====== Given passage

One evening captures the mood of many. Standing in the bathroom of the farmhouse, I took a flannel, soaked it with cold water and placed it, blindfold-like, over my eyes. There were a few moments of relief, a coolness in my cheeks and forehead. Taking the flannel from my face, my eyes were bloodshot and swollen. Feeling better, I rinsed out the flannel, hung it up and stepped back outside into the evening sunshine. Within minutes, the sneezing had resumed.
For someone with multiple allergies, a farmyard in warm weather was not a good place to be. Haymaking time brought on fits of irritation and sneezing and would often trigger bouts of asthma. There would be similar reactions to the cats that were kept to rid the farm of vermin; to the chaff generated by the machinery at threshing time; to the chickens that kept the family supplied with fresh eggs; to the dust that rose when sheds were cleaned, to random other things that might have only been encountered for the first time.
An uncle had suffered worst allergies. Eczema had afflicted him as well as asthma. In his early years, the irritation was so great that he would take off his clothes and lie in the bath of cold water outside the milking parlour in which the churns of milk were placed to keep them cool in summer time. The chill of the water would reduce the inflammation and the itching.

============

» **Questions**
(a) Reproduce the farm allergies passage between "For someone with" and "the first time.", inclusive, substituting "straw" for "chaff".
(b) Name every part of the body mentioned in the farm allergies passage.
(c) Write the next part of the farm allergies passage, picking up after its final sentence.

====== Data section

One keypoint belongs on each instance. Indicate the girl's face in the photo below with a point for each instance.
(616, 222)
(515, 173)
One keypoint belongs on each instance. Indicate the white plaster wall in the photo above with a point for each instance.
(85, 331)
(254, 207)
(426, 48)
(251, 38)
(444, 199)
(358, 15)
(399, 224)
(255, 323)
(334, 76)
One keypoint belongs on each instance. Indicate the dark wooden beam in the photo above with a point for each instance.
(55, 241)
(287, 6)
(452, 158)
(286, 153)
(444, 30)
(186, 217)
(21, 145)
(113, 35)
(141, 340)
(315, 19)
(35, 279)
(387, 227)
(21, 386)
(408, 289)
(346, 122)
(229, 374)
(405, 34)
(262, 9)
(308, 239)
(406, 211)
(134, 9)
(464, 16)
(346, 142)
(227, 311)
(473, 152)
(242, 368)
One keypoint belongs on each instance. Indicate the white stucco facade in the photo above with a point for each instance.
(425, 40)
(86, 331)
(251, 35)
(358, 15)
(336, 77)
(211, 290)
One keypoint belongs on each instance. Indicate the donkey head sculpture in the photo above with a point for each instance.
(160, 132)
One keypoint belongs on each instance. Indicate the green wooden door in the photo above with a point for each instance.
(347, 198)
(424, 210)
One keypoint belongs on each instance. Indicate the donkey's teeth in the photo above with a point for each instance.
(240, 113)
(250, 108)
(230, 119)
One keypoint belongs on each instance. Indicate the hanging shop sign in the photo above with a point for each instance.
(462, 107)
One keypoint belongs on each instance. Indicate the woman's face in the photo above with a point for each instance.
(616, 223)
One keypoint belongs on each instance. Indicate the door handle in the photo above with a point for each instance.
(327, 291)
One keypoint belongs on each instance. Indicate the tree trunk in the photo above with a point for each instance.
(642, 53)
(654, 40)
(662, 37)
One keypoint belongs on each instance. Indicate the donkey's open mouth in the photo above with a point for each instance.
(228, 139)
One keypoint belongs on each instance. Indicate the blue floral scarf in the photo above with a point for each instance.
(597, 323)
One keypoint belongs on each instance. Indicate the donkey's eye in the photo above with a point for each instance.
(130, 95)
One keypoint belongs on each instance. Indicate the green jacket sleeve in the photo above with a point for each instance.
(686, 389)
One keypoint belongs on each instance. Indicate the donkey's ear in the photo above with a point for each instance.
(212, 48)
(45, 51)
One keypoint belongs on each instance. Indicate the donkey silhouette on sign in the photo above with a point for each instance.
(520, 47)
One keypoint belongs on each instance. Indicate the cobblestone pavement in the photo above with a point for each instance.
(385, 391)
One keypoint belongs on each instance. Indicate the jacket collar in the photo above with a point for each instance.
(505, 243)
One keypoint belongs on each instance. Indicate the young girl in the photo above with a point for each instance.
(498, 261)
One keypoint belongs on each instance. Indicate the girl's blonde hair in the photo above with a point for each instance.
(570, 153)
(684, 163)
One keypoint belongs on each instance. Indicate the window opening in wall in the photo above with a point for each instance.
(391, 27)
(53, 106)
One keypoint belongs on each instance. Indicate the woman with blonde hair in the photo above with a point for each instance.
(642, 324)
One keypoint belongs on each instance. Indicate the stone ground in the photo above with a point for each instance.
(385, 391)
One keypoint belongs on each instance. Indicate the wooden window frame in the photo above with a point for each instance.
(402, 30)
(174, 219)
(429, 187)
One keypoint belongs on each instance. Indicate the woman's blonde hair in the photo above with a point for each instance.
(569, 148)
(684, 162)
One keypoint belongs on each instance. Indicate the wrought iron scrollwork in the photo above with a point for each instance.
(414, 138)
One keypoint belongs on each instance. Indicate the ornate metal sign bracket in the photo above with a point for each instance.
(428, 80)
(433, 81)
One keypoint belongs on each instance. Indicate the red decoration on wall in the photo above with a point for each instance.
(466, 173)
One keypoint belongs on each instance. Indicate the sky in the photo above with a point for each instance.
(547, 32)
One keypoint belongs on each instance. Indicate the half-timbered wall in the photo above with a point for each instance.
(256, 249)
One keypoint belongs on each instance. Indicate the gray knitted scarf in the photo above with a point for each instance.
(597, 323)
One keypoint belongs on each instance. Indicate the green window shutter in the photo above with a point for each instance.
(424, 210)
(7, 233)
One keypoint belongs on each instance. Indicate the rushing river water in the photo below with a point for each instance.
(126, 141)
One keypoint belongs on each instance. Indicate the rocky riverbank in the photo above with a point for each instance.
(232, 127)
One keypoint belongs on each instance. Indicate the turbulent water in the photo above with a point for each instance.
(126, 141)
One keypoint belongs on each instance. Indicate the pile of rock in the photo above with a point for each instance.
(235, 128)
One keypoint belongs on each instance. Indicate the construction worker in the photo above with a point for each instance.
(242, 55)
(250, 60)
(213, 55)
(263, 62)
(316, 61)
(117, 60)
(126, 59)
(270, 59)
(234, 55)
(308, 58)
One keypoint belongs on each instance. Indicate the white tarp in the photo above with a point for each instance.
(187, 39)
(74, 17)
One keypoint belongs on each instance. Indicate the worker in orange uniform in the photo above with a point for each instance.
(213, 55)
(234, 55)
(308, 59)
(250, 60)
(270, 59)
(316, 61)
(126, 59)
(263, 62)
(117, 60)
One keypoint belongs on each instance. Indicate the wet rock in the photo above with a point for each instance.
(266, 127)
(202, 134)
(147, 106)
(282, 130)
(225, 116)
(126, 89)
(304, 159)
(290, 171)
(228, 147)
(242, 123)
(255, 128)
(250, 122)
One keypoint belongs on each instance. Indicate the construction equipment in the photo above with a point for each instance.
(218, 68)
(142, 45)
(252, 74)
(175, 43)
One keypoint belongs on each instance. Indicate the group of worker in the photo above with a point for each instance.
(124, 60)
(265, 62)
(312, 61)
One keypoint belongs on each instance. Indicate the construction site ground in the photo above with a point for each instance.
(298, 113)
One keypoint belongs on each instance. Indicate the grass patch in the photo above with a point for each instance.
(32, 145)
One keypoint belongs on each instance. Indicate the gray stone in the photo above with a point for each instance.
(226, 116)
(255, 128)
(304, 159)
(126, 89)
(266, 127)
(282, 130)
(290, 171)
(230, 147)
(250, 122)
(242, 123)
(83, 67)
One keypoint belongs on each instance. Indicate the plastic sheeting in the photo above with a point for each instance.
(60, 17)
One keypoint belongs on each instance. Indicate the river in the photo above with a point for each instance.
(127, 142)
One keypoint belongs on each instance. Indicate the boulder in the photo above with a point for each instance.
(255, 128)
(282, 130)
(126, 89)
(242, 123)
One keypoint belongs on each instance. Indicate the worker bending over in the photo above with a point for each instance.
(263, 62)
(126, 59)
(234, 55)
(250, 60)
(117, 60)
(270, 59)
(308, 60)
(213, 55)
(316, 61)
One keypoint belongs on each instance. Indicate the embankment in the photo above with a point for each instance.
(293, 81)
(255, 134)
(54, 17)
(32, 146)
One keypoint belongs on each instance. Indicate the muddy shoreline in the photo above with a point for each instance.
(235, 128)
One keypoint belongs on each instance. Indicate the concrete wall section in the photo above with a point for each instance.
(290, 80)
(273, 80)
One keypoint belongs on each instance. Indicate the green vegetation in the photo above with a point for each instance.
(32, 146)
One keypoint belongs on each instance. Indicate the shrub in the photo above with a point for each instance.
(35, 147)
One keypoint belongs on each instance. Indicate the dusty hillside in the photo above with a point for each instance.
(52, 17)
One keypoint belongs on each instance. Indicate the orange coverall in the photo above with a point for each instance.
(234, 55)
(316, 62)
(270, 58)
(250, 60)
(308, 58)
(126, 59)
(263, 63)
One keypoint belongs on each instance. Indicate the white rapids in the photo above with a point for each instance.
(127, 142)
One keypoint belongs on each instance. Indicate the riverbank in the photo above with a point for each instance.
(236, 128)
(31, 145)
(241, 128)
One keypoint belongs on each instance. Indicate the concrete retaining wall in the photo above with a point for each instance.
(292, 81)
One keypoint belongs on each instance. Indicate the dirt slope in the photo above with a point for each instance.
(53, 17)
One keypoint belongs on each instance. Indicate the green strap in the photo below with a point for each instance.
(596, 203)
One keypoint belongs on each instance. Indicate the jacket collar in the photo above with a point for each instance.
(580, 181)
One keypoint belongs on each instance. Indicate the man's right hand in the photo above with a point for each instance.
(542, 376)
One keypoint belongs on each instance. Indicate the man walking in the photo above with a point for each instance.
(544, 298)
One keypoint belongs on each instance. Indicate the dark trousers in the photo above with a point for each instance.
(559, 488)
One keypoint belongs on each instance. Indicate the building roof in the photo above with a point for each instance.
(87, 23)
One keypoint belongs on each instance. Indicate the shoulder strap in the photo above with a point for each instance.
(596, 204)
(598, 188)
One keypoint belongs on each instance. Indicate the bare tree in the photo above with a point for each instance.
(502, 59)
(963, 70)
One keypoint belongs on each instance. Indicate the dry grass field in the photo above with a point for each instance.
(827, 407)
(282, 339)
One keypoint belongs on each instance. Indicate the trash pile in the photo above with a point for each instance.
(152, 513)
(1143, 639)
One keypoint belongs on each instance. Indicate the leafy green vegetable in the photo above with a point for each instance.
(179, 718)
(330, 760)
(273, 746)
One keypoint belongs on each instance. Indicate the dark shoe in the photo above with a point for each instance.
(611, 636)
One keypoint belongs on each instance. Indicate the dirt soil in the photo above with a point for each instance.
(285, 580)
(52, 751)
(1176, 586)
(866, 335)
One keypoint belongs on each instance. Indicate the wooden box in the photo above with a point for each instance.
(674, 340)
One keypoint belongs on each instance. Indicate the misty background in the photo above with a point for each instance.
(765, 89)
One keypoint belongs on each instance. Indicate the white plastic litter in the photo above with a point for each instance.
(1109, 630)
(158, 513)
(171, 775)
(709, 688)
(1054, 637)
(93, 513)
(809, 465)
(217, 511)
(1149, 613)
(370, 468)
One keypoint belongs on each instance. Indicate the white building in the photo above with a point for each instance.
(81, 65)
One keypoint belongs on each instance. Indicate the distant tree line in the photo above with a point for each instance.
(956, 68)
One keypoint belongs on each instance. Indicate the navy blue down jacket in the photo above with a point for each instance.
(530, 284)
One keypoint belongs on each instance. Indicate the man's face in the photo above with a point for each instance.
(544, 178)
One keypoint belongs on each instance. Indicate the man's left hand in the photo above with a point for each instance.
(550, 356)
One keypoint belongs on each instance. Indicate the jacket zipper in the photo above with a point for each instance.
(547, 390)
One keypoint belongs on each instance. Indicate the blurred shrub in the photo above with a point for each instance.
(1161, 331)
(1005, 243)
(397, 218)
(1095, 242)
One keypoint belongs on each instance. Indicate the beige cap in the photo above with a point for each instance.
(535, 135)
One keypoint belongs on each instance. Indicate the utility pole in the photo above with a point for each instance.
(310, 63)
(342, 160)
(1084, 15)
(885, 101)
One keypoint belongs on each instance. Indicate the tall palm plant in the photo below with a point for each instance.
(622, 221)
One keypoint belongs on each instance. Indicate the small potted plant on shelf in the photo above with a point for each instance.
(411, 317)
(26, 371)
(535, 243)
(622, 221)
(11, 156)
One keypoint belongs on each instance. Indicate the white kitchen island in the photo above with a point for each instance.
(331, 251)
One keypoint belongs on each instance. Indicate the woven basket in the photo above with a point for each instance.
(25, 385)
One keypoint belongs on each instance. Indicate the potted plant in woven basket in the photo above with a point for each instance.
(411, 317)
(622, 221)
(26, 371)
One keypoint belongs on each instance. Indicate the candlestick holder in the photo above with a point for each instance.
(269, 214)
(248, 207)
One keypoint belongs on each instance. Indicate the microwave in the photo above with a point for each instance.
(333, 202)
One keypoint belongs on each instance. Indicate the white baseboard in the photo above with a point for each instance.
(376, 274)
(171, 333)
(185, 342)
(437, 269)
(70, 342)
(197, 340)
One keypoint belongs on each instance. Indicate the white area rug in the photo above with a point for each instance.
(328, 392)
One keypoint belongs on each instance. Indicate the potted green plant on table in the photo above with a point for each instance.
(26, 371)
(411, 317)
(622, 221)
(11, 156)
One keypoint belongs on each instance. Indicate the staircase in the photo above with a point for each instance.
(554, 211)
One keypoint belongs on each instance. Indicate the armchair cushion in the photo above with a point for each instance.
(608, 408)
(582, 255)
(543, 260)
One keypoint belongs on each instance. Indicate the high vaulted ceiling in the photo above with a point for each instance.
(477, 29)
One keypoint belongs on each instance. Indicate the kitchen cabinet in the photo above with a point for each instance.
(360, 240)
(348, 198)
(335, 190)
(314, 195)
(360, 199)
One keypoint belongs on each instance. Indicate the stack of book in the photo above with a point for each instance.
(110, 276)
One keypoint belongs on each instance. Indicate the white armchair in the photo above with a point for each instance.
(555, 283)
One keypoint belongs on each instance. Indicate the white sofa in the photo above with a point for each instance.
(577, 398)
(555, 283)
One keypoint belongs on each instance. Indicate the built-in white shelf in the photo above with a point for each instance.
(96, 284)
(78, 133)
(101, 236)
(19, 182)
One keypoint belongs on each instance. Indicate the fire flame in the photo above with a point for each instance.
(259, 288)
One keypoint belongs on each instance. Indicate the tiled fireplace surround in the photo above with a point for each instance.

============

» **Exercise responses**
(a)
For someone with multiple allergies, a farmyard in warm weather was not a good place to be. Haymaking time brought on fits of irritation and sneezing and would often trigger bouts of asthma. There would be similar reactions to the cats that were kept to rid the farm of vermin; to the straw generated by the machinery at threshing time; to the chickens that kept the family supplied with fresh eggs; to the dust that rose when sheds were cleaned, to random other things that might have only been encountered for the first time.

(b) Eyes, cheeks, forehead, face

(c)
Even had farming been my vocation, it would not have been possible, everyday there would have been a reaction to some new irritant. Contact with animals, contact with fertilisers, contact with chemicals, contact with fumes, the list of things to avoid would have made an agricultural career an impossible choice.
Piriton was the breakthrough medication. Although there would never be a time when the experience of haymaking did not induce sneezing and wheezing or when feathers and cats did not produce an adverse reaction, but the availability of a single tablet made spring and summer at least tolerable.
The small, round, red and white plastic container containing the tablets became a symbol of security, together with the Spincap inhaler it meant that allergies and asthma would not become the chief determinants of how I lived my life.
Years later, when I reflected on two boys from the small school I attended dying of asthma in the summer of 1974, I realised how much those medications had meant.